**CHALLENGES:**
- a) According to the passage on Sr. McGeady, what position did she hold when she was appointed president of Covenant House?
- b) Carry on the passage about Sr. McGeady, picking up after its final sentence.
[begin SOURCE EXTRACT]
Sr. McGeady was born in 1928 into an Irish Catholic family from Hazletown, Pennsylvania. She grew up in Washington, D.C., where she attended Immaculate Conception Academy, a high school operated by the Daughters of Charity of Saint Vincent De Paul, the same order of sisters she would later join in 1946 when she was just 18 years old.
Sr. McGeady’s work with children began at St. Ann’s Infant Asylum, where she first engaged with impoverished and homeless youths. After joining the Daughters of Charity of Saint Vincent De Paul, Sr. McGeady attended Boston’s Emmanuel College, where she earned her bachelor’s degree in sociology. She then graduated from Fordham University’s Graduate School of Arts and Sciences in 1961.
Before her role as President of Covenant House, Sr. McGeady served as the executive director of Nazareth Child Care Center for Homeless Children in Boston as well as the executive director of Rhinebeck, New York’s Astor Home for Children. At the time of her appointment as president of Covenant House, Sr. McGeady was serving as the associate director of Catholic Charities of the Diocese of Brooklyn.
When Sr. McGeady arrived at Covenant House in the fall of 1990, she was tasked with confronting the organization’s lethal public relations problem. Under the leadership of Rev. Ritter, the organization exposed vulnerable young people to the dangers itclaimed to protect them from. Covenant House had lost public trust.
[end SOURCE EXTRACT]
[begin MATERIAL SUPPLIED]
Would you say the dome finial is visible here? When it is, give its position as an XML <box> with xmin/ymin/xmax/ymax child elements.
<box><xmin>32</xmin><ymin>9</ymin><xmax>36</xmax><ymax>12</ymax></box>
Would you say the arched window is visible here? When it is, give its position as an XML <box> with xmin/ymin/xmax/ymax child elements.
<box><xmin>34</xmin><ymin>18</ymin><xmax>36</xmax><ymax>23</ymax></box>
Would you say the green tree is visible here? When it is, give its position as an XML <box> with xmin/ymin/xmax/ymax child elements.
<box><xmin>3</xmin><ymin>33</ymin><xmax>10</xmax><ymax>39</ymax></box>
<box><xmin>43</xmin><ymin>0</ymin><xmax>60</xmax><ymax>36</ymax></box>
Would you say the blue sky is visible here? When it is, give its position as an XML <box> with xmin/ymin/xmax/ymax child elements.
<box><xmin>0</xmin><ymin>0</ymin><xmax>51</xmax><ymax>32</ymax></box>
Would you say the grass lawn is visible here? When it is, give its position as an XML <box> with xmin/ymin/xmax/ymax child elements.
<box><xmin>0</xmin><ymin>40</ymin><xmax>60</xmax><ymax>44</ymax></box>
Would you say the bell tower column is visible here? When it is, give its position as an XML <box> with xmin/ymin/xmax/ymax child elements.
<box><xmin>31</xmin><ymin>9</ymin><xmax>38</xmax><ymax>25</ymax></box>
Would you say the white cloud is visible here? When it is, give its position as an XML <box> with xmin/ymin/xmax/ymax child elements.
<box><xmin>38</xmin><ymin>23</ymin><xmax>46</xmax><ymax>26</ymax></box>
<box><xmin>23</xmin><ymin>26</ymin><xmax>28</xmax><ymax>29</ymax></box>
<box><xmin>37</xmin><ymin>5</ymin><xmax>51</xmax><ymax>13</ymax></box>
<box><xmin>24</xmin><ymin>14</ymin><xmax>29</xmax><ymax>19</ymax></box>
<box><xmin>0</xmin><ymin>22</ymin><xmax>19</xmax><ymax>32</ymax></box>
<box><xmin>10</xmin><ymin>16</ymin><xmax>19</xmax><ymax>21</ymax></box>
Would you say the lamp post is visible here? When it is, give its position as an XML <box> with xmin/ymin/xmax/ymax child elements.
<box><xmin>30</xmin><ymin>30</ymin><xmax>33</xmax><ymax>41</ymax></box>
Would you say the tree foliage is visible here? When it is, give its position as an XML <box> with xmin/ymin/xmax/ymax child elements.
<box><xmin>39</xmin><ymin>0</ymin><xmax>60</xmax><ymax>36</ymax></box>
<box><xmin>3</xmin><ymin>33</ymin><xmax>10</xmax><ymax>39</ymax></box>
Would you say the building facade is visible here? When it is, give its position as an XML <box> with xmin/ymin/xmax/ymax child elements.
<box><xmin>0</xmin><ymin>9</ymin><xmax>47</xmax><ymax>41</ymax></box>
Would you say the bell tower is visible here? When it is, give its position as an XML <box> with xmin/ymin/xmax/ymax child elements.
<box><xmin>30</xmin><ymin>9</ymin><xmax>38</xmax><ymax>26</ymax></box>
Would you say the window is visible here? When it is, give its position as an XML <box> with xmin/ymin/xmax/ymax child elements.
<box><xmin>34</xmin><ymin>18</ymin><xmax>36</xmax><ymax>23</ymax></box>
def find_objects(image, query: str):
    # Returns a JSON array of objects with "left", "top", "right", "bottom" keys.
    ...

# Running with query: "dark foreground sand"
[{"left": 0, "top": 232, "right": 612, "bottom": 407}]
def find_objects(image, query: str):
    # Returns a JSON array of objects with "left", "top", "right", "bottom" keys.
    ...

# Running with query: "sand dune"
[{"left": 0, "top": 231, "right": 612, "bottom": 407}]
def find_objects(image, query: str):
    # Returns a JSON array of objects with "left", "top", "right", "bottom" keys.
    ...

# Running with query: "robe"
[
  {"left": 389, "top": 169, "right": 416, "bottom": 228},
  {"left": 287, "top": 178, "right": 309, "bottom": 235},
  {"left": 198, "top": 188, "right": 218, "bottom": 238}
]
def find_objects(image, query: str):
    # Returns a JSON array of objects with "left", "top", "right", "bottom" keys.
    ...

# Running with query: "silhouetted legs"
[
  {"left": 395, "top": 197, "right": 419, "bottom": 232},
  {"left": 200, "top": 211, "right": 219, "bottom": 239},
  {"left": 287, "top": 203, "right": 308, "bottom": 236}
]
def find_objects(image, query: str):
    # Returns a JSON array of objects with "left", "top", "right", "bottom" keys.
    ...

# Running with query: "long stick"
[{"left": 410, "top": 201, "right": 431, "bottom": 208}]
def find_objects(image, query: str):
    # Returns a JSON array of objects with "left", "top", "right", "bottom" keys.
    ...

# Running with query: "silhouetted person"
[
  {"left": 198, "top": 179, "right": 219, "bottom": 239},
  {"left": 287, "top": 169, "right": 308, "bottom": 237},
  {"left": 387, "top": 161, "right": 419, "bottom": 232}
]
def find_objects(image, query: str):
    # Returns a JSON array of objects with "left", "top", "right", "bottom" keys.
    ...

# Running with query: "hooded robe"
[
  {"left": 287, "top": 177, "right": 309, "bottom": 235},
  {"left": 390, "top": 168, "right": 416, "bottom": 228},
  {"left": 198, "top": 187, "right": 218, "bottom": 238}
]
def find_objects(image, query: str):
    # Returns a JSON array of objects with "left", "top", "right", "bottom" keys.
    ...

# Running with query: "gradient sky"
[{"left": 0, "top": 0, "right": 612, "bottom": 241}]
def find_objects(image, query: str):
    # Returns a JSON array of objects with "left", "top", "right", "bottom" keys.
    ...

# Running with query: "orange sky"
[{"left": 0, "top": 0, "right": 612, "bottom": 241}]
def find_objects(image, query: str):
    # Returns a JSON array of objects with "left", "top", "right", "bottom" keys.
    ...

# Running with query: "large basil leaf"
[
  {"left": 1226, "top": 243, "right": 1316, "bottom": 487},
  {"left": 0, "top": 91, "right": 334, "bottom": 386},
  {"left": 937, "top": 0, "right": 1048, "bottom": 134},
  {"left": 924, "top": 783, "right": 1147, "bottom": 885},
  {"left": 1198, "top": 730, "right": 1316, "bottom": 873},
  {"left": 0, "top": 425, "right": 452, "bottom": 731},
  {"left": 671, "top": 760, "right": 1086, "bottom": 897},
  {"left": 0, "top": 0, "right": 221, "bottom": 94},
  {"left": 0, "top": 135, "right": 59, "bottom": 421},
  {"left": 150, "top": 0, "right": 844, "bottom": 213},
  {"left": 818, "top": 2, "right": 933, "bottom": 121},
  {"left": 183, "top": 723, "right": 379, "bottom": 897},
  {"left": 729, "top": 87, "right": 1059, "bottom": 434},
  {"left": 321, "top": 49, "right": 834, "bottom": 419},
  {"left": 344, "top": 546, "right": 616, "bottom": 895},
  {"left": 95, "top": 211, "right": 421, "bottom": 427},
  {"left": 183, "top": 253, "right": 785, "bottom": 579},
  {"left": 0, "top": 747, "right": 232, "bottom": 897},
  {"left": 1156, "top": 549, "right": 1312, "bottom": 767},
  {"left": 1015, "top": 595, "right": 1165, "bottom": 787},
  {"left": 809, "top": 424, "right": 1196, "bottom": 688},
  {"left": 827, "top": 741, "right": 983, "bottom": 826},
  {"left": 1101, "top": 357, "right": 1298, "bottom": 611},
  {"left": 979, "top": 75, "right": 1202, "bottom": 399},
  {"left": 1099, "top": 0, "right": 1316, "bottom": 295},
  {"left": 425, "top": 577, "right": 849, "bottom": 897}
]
[end MATERIAL SUPPLIED]
**EXERCISE RESULTS:**
- a) She was associate director of Catholic Charities of the Diocese of Brooklyn.

- b)
Sr. McGeady attacked this problem with stringent new transparency measures. She formalized the rules of child-volunteer relationships and promised donors honest, detailed records of the organization’s spending.
Her honest efforts were met with success. During Sr. McGready’s 13 years as Covenant House’s president, the organization opened new crisis centers, established a 24-hour hotline, improved its street outreach tactics, developed long-term residential programs for homeless youths and worked with legislators to create job-training opportunities and child care resources for teen mothers.
When Sr. McGready retired in 2003, Covenant House’s annual donations had reached an average of $130 million, and the organization was able to provide service in 26 cities and six countries to over 50,000 young people annually affected by issues like drugs, homelessness, poverty, sexual abuse and abandonment.
Kevin Ryan, Covenant House’s current president, described Sr. McGready as “a holy tornado of determination and compassion.”
“She lived and died every day with the successes and failures of our kids and she saw God in the tired faces of the kids who walked through the open doors of Covenant House,” said Ryan.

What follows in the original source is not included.